TEXT SECTION

..............................

Pasteurella, Yersinia, and Francisella

Review
In: Medical Microbiology. 4th edition. Galveston (TX): University of Texas Medical Branch at Galveston; 1996. Chapter 29.

Excerpt

The genus Pasteurella was originally proposed and described by Trevisan in 1887. It consisted of a group of nonmotile, small (0. 7 μm by 0. 5 μm), Gram-negative coccobacilli often exhibiting a characteristic type of bipolar staining (Fig. 29-1). Most members of this genus are associated with severe, life-threatening systemic diseases involving both hemorrhagic pneumonia and septicemia. The first pathogen to be studied (called at that time Pasteurella septica) was shown to be responsible for hemorrhagic septicemia in cattle and sheep, and fowl cholera in chickens. This organism, used by Pasteur for his milestone vaccination studies in 1880, is now called Pasteurella multocida. Adult animals may carry this organism as part of their normal nasopharyngeal or gingival microflora and may infect young, susceptible animals which develop a fulminating, rapidly lethal hemorrhagic pneumonia. The incubation period for this disease may be as short as 12 hours with very high mortality rates (80 to 100 percent). The disease can spread explosively through an apparently normal herd or flock.

Two other important pathogens were initially included in this genus. The first was Pasteurella pestis (the plague bacillus), which was isolated and described almost simultaneously by Kitasato and by Yersin in 1894. This organism is primarily a pathogen of the rat (one of a select group of acute bacterial pathogens for this host). For taxonomic reasons, it was decided in 1971 to place the plague bacillus in a new genus as Yersinia pestis, together with Y pseudotuberculosis and Y enterocolitica. The latter infect a variety of rodent species but can cause severe intestinal disease in humans. Finally, a third genus was created for an organism originally grouped with P pestis, but now known as Francisella tularensis, the agent of tularemia in rodents and humans. The various diseases caused by these three genera, together with the vectors responsible for their spread to humans, are summarized in Table 29-1.

Metabolically, these organisms are facultative anaerobes which grow best on nutrient media enriched with blood, hematin, or catalase. Most members show a restricted fermentative capacity. Although they grow well when incubated at 37°C, they can also multiply at room temperature, when some species produce putative virulence factors that help to establish the pathogen within the tissues. Vaccines are of limited value and aggressive treatment with broad-spectrum antibiotics is required to control human infections.

..............................

DIRECTIONS
(1) Please retype the passage of the Pasteurella, Yersinia, and Francisella excerpt between "Metabolically, these organisms" and "control human infections.", inclusive.
(2) Condense the paragraph of the Pasteurella, Yersinia, and Francisella excerpt that begins "Metabolically, these organisms" into a short list, keeping its main facts.

..............................

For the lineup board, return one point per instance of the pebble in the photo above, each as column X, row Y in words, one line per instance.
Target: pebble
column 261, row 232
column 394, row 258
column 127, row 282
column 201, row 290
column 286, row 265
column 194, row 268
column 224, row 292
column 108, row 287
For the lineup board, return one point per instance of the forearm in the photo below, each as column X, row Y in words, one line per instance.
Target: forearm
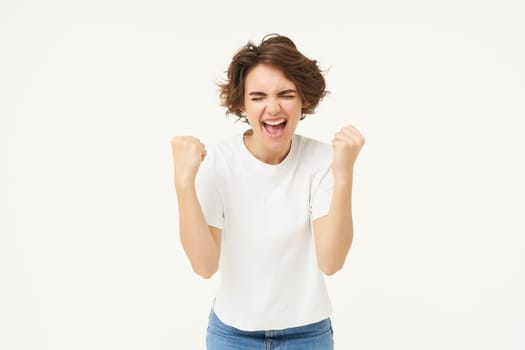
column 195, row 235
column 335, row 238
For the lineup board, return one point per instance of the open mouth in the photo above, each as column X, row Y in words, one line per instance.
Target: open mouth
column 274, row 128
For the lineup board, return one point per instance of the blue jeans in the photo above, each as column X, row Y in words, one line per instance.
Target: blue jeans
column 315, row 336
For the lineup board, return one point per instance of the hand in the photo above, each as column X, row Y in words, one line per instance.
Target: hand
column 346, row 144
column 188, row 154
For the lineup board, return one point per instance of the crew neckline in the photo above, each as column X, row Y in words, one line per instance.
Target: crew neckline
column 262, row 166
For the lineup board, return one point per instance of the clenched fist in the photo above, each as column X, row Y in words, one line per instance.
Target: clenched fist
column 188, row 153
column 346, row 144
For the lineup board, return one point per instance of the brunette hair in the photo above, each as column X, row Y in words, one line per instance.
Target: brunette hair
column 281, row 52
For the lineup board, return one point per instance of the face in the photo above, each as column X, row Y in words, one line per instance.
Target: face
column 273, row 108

..............................

OUTPUTS BY TASK
(1)
Metabolically, these organisms are facultative anaerobes which grow best on nutrient media enriched with blood, hematin, or catalase. Most members show a restricted fermentative capacity. Although they grow well when incubated at 37°C, they can also multiply at room temperature, when some species produce putative virulence factors that help to establish the pathogen within the tissues. Vaccines are of limited value and aggressive treatment with broad-spectrum antibiotics is required to control human infections.

(2)
- Facultative anaerobes that grow best on nutrient media enriched with blood, hematin, or catalase
- Most members have a restricted fermentative capacity
- Grow well at 37°C but can also multiply at room temperature, when some species produce putative virulence factors that help establish the pathogen within the tissues
- Vaccines are of limited value
- Human infections require aggressive treatment with broad-spectrum antibiotics